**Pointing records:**
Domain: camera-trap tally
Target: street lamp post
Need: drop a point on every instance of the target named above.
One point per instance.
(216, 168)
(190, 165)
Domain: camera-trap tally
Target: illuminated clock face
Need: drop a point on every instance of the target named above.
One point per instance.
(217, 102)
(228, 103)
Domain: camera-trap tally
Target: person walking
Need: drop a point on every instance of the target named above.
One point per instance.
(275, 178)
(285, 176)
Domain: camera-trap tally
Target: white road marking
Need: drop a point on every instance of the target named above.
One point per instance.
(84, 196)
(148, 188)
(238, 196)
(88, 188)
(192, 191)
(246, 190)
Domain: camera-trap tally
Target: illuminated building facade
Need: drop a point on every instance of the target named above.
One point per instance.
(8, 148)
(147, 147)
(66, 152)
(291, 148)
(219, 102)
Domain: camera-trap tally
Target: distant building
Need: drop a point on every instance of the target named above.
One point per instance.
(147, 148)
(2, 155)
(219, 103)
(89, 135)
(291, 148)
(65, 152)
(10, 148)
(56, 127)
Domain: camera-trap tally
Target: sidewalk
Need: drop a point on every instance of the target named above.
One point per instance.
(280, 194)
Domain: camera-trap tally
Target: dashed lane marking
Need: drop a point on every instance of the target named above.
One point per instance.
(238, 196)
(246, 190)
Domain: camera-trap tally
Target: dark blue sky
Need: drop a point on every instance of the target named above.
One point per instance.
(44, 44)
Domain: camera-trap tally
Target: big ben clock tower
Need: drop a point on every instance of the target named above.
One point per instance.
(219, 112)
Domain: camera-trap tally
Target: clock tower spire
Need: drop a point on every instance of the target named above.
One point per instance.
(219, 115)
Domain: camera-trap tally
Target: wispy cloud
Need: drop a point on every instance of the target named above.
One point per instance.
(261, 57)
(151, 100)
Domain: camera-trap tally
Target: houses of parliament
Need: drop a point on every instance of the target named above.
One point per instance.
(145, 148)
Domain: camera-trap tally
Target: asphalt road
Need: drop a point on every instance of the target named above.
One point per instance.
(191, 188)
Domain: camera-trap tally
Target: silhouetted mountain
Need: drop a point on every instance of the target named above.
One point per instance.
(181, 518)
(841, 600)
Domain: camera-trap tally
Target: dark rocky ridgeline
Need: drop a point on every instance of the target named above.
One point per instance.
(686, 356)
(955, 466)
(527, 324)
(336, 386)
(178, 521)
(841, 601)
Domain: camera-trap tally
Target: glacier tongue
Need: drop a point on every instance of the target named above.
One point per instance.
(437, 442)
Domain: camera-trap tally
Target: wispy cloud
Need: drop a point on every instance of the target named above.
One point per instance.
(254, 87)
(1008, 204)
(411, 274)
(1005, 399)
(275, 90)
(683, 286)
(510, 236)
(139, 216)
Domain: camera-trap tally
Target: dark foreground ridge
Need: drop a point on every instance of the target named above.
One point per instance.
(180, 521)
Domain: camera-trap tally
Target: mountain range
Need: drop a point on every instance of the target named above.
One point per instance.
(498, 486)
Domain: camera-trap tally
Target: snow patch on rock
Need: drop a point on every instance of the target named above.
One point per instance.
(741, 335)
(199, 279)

**WHAT NEEDS TO BE DONE:** Each entry above is to be quoted exactly.

**FINISHED ANSWER:**
Domain: camera-trap tally
Target: street lamp post
Need: drop a point on every instance of the target named above.
One point per instance.
(216, 168)
(190, 165)
Domain: camera-trap tally
Target: illuminated clock face
Need: drop a point on every instance of the target named above.
One point per instance.
(217, 102)
(228, 103)
Domain: camera-trap tally
Target: person walking
Need: drop a point on every instance of the target named above.
One point per instance.
(275, 178)
(285, 176)
Domain: camera-trap tally
Target: white road marking
Need: drop a point on every instance of the target named above.
One point per instance.
(84, 196)
(148, 188)
(238, 196)
(88, 188)
(192, 191)
(246, 190)
Domain: camera-trap tally
Target: illuminated building facade
Need: drop a point on every instance of the target named above.
One point per instance.
(8, 148)
(147, 147)
(66, 152)
(291, 148)
(219, 102)
Domain: camera-trap tally
Target: distant building
Need: drop a point on every instance of the target named above.
One point per instance.
(147, 148)
(2, 155)
(219, 103)
(89, 135)
(291, 148)
(65, 152)
(10, 148)
(56, 127)
Domain: camera-trap tally
Target: sidewalk
Need: drop a point on every instance of the target named above.
One point per instance.
(280, 194)
Domain: camera-trap tally
Target: dashed lane marking
Need: drop a point on every instance of the target named above.
One point per instance.
(238, 196)
(246, 190)
Domain: camera-trap tally
Target: dark blue sky
Need: drop a point on every instance of the target named above.
One point per instance.
(44, 44)
Domain: camera-trap tally
Target: big ben clock tower
Need: drop a point on every instance of the target named above.
One point per instance.
(219, 112)
Domain: camera-trap tally
Target: clock tower spire
Need: drop a point on every instance of the target named above.
One point per instance.
(219, 115)
Domain: camera-trap tally
Target: wispy cloud
Need: drop a point on every instance of the target named above.
One point per instance.
(261, 57)
(151, 100)
Domain: camera-trap tally
Target: houses of parliament
Need: drop a point on every instance of the target named above.
One point per instance.
(145, 148)
Domain: camera-trap tally
Target: asphalt road
Need: drop a point on every instance of the target named above.
One point per instance.
(191, 188)
Domain: camera-trap tally
Target: silhouetted mountain
Need: drop a point on every instance of the target named above.
One point per instance.
(181, 518)
(841, 600)
Domain: camera-trap tally
Target: dark rocky ridgeline
Need: drop a point on every instance of the target named above.
One point per instance.
(686, 356)
(955, 466)
(527, 324)
(336, 386)
(178, 521)
(841, 601)
Domain: camera-trap tally
Target: glacier tongue
Need: drop a point on every instance of the target named above.
One point per instance.
(437, 442)
Domain: camera-trap tally
Target: wispy cloud
Need: drop a point on every instance of the target named above.
One point per instance.
(254, 87)
(1008, 204)
(411, 274)
(1005, 399)
(275, 90)
(683, 286)
(510, 236)
(139, 216)
Domain: camera-trap tally
Target: dark foreground ridge
Need: drop a point on every instance of the target named above.
One point per instance.
(180, 521)
Domain: camera-trap tally
Target: mountain range
Need: drop a point on every instance of the target named above.
One point per instance.
(498, 486)
Domain: camera-trap tally
Target: snow patch on rock
Need: drop a point on every instance of the target named above.
One point per instance.
(741, 335)
(199, 279)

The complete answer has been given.